## INSTRUCTIONS TO FOLLOW
Find the lines below holding the word "stone" and copy each of them.

[Point localization data]
□ □ □

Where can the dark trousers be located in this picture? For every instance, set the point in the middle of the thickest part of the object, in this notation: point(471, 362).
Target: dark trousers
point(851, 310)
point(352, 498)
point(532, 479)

□ □ □

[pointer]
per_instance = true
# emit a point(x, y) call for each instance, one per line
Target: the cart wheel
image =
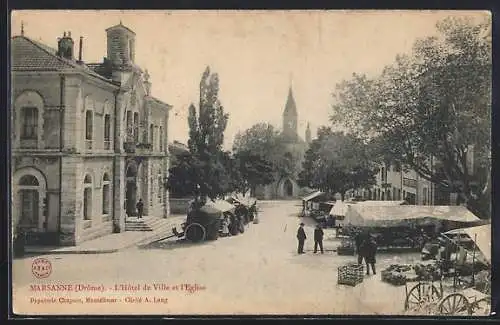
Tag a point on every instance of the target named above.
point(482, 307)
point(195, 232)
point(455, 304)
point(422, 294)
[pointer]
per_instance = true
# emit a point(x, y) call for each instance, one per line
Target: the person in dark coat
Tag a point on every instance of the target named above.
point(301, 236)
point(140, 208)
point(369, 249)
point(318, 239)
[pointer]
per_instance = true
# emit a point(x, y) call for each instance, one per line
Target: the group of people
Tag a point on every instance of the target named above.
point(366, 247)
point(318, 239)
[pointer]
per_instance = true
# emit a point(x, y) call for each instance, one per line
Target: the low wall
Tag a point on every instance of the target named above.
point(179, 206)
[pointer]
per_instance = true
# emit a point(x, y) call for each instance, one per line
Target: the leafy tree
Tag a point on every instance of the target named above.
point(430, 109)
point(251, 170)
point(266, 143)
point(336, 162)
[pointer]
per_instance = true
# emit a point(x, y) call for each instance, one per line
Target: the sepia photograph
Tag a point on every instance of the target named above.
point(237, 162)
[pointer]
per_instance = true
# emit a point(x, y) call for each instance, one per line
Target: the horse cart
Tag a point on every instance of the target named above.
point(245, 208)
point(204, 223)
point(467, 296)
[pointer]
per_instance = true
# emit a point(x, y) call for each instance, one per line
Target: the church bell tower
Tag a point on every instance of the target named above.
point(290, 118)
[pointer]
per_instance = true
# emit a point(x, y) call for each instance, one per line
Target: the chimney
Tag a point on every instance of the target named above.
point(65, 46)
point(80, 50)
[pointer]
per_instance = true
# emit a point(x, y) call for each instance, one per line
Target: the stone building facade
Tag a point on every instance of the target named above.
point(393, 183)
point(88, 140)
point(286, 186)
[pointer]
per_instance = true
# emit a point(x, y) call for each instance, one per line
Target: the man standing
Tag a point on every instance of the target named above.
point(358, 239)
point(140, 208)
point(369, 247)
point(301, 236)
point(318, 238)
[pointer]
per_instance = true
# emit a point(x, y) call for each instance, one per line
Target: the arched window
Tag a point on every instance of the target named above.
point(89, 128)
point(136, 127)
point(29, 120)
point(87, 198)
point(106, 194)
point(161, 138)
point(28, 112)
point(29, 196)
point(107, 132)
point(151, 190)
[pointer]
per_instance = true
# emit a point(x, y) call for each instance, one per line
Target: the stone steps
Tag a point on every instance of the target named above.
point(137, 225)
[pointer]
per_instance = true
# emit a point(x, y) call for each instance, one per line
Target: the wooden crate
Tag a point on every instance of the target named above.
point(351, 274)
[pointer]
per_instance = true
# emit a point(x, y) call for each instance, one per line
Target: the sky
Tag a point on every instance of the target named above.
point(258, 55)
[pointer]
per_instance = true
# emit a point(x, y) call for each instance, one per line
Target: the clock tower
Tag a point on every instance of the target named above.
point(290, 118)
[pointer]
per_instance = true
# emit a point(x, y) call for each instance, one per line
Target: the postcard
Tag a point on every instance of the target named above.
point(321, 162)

□ □ □

## YOUR RESPONSE
Target: the stone building facade
Target: the stone steps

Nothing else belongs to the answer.